Spatial localization data:
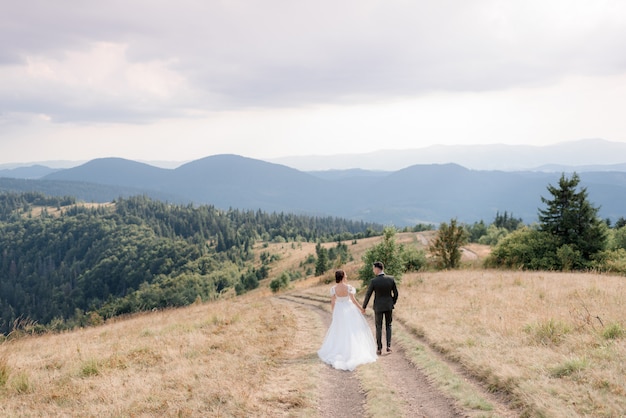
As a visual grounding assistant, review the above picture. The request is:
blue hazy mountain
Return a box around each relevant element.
[1,155,625,226]
[269,138,626,171]
[0,164,61,179]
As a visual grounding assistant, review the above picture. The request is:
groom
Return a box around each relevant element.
[362,261,398,355]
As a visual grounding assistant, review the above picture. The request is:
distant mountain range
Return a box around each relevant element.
[0,164,62,179]
[2,138,626,174]
[2,152,626,226]
[269,138,626,171]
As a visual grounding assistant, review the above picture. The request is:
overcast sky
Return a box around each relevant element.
[2,0,626,166]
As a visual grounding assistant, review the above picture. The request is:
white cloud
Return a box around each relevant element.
[1,0,626,163]
[1,42,196,122]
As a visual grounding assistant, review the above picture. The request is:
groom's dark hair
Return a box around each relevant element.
[373,261,384,270]
[335,270,345,283]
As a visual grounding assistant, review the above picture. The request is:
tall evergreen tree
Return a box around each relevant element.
[314,243,329,276]
[615,217,626,229]
[538,173,607,265]
[493,211,523,231]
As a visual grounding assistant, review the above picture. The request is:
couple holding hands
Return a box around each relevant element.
[317,261,399,371]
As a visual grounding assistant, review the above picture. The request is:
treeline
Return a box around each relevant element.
[0,193,383,335]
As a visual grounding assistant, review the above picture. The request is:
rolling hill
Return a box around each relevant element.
[2,155,626,225]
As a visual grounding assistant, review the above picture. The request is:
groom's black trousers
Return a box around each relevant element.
[374,310,393,350]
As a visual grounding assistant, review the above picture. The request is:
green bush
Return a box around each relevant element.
[0,356,10,387]
[613,226,626,249]
[524,319,571,346]
[485,227,560,270]
[549,357,588,378]
[606,226,626,250]
[593,249,626,274]
[478,224,509,246]
[402,246,427,272]
[269,272,290,293]
[465,220,488,243]
[602,322,625,340]
[429,219,467,269]
[556,244,581,271]
[11,371,31,393]
[358,227,404,285]
[80,359,101,377]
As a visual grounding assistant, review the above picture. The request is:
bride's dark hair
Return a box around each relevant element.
[335,270,345,283]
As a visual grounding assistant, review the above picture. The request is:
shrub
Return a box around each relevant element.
[0,356,10,387]
[429,219,467,269]
[465,220,488,243]
[402,246,427,272]
[611,226,626,250]
[80,358,101,377]
[478,224,509,246]
[593,249,626,274]
[269,273,290,293]
[525,319,571,346]
[549,357,588,378]
[602,323,625,340]
[358,227,404,285]
[485,227,560,270]
[556,244,581,271]
[88,311,104,326]
[11,371,31,393]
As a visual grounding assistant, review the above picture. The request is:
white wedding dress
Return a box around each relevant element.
[317,285,378,371]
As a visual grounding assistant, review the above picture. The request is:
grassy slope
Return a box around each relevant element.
[1,233,625,417]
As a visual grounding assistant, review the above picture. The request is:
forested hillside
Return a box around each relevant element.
[0,193,382,335]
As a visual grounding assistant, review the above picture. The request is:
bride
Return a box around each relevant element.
[317,269,378,371]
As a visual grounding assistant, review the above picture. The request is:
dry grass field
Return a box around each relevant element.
[396,269,626,417]
[1,232,625,417]
[0,294,309,417]
[24,202,115,218]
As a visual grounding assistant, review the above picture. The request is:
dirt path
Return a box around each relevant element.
[275,295,368,417]
[277,293,462,417]
[460,247,478,260]
[373,345,460,417]
[319,360,367,417]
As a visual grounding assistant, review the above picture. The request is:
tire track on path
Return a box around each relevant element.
[278,293,461,417]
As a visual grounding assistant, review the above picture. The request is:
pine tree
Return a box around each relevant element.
[315,243,329,276]
[538,173,607,264]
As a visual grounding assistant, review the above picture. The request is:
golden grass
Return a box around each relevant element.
[298,233,626,416]
[2,232,625,417]
[24,202,115,218]
[0,295,305,417]
[398,269,626,417]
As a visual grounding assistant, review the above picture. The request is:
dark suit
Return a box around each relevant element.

Problem to work on: Output the data above exactly, beginning at its first line and ending with the line that holds "distant mountain range". Leave out the pictures and add nothing.

Task solution:
As a visual grounding assistant, review the above picture. The request is:
blue hazy mountain
Return a box around each relevant element.
[1,155,625,226]
[269,138,626,171]
[0,164,61,179]
As a visual grounding assistant, review the above picture. The request is:
groom
Return a box around each relevant element.
[362,261,398,355]
As a visual grounding assistant, review the above picture. The request is:
distant mountain range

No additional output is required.